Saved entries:
----------------
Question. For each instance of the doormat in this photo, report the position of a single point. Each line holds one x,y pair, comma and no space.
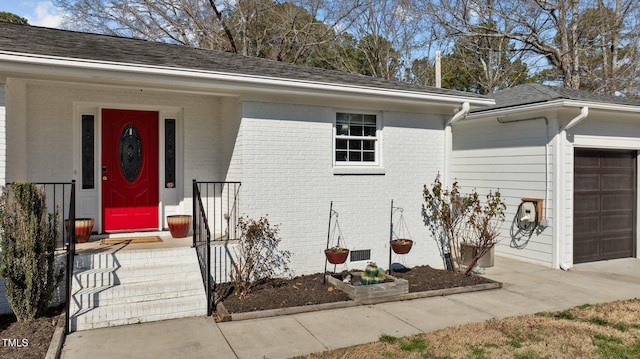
128,240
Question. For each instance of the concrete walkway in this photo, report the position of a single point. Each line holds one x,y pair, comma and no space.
527,289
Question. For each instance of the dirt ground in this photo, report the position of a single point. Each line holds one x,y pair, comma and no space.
29,339
308,290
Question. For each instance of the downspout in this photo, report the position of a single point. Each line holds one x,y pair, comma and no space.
560,260
584,112
448,142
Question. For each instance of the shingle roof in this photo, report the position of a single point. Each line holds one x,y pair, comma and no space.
70,44
536,93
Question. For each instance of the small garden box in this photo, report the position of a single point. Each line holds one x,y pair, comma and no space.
373,292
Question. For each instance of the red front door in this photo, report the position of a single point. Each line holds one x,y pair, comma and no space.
129,170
----------------
Task instructions:
Put every line of the rows above into a Markdown table with the columns "No." and "Line," numbering the lines in order and skipping any blank ones. Leave the pictures out.

Completed exercise:
| No. | Line |
|---|---|
| 1 | Question. For each instance of the doormat in this photo, report the position of a single point. Each line holds one x,y pair, comma and no space. |
| 2 | 128,240 |
| 3 | Question. For each instance of the concrete walkway in this photo, report the position of a single point. Each line holds one x,y pair, comma and no space. |
| 4 | 527,289 |
| 5 | Question. For each instance of the dirt ground in this photo, report the position of a single point. Each line holds one x,y pair, comma and no space. |
| 6 | 29,339 |
| 7 | 308,290 |
| 8 | Question. For each instance of the downspout in this photo, report the position of a single point. Each line holds one x,y pair, comma and no space. |
| 9 | 560,260 |
| 10 | 584,112 |
| 11 | 448,142 |
| 12 | Question. For each instance of the shingle roof in this photo, report the position of a single point. Each line holds one x,y pair, comma and no space. |
| 13 | 70,44 |
| 14 | 536,93 |
| 15 | Question. For each instance of the small garden box in this photo, report the position of a single point. Each line holds one x,y pair, comma and no space. |
| 16 | 373,292 |
| 17 | Question. For each instance of the red front door in this photo, report the position of a single point. Each line holds one x,y pair, comma and no space. |
| 18 | 129,170 |